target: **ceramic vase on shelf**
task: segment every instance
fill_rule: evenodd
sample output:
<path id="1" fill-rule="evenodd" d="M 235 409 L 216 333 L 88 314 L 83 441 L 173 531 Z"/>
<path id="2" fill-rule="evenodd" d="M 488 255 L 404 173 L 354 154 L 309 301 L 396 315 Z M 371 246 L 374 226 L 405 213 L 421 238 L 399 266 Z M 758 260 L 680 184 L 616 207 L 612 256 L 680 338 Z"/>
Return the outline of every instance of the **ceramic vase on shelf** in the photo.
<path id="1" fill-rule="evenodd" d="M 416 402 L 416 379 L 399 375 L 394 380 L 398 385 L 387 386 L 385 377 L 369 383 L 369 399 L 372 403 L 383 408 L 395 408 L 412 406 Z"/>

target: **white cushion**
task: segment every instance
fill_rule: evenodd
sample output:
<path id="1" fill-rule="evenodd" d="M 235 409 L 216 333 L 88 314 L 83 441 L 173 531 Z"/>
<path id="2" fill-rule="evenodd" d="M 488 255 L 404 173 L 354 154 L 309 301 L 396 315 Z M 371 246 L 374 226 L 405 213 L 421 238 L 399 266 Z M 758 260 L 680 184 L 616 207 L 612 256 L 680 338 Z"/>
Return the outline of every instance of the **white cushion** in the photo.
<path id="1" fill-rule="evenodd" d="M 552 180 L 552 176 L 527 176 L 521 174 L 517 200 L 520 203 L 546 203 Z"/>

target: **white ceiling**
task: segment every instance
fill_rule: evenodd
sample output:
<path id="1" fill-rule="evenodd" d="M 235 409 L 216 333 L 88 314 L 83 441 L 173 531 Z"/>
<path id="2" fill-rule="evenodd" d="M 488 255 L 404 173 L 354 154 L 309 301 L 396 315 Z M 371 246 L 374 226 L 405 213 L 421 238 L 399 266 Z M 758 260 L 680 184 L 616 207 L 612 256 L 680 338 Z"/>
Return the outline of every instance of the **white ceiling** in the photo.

--- WHAT YOU SHOULD DO ---
Render every line of the entries above as a Markdown table with a Row column holding the row number and a Line column holding the line, leaving out blank lines.

--- TASK SOLUTION ---
| Row | Line |
|---|---|
| 1 | target: **ceramic vase on shelf** |
| 2 | task: segment every instance |
| 3 | fill_rule: evenodd |
| 4 | sample output: |
| 5 | <path id="1" fill-rule="evenodd" d="M 235 409 L 216 333 L 88 314 L 83 441 L 173 531 Z"/> |
| 6 | <path id="2" fill-rule="evenodd" d="M 488 255 L 404 173 L 354 154 L 309 301 L 396 315 Z M 371 246 L 374 226 L 405 213 L 421 238 L 399 266 Z M 758 260 L 680 184 L 616 207 L 612 256 L 680 338 Z"/> |
| 7 | Return the outline of every instance of the **ceramic vase on shelf** in the photo. |
| 8 | <path id="1" fill-rule="evenodd" d="M 416 402 L 416 379 L 399 375 L 394 380 L 398 385 L 387 386 L 385 377 L 369 383 L 369 399 L 372 403 L 383 408 L 395 408 L 412 406 Z"/> |
| 9 | target: **white cushion** |
| 10 | task: segment every instance |
| 11 | fill_rule: evenodd |
| 12 | sample output: |
| 13 | <path id="1" fill-rule="evenodd" d="M 235 409 L 216 333 L 88 314 L 83 441 L 173 531 Z"/> |
| 14 | <path id="2" fill-rule="evenodd" d="M 488 255 L 404 173 L 354 154 L 309 301 L 396 315 Z M 371 246 L 374 226 L 405 213 L 421 238 L 399 266 Z M 758 260 L 680 184 L 616 207 L 612 256 L 680 338 Z"/> |
| 15 | Return the outline of every instance of the **white cushion** in the photo. |
| 16 | <path id="1" fill-rule="evenodd" d="M 552 180 L 552 176 L 527 176 L 521 174 L 517 200 L 520 203 L 546 203 Z"/> |
| 17 | target: **white ceiling** |
| 18 | task: segment every instance |
| 19 | fill_rule: evenodd |
| 20 | sample output: |
| 21 | <path id="1" fill-rule="evenodd" d="M 235 409 L 216 333 L 88 314 L 83 441 L 173 531 Z"/> |
| 22 | <path id="2" fill-rule="evenodd" d="M 488 255 L 404 173 L 354 154 L 309 301 L 396 315 Z M 371 246 L 374 226 L 405 213 L 421 238 L 399 266 Z M 758 260 L 680 184 L 616 207 L 612 256 L 680 338 Z"/> |
| 23 | Return the outline of every instance of the **white ceiling** in the photo. |